▶ **PROBLEM**: Reproduce verbatim the lines of the material below, starting at the line with "Mark every instance of the greenling" and ending at the line with "Mark every instance of the pectoral", both inclusive; skip the rest.

▶ **GIVEN ENTRIES**:
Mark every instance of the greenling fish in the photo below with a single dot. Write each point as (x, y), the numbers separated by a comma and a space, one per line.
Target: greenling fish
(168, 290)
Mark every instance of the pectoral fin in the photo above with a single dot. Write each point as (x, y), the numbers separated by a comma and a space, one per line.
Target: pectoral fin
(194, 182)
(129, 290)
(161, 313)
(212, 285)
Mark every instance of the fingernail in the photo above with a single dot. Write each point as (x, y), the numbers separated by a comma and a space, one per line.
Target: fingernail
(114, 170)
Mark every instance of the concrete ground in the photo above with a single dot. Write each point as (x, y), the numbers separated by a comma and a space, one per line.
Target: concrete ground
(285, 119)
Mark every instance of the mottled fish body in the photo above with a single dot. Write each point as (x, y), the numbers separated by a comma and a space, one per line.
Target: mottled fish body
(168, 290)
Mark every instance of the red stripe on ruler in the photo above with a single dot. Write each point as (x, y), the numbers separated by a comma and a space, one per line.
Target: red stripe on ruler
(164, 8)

==

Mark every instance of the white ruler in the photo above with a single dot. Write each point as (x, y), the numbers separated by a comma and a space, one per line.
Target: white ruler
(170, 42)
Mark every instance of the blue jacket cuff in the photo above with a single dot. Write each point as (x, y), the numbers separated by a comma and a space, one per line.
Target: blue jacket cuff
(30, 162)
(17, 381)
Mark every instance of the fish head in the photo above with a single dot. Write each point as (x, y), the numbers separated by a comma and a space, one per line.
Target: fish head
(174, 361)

▶ **EXERCISE RESPONSE**:
Mark every instance of the greenling fish in the photo below with a single dot. Write each point as (x, y), the numbers separated by a comma and a space, one per line.
Target: greenling fish
(168, 290)
Mark every instance of the pectoral fin in the photo above with a single dot. Write each point as (x, y), the numbers separated by a comma and a space, one per line.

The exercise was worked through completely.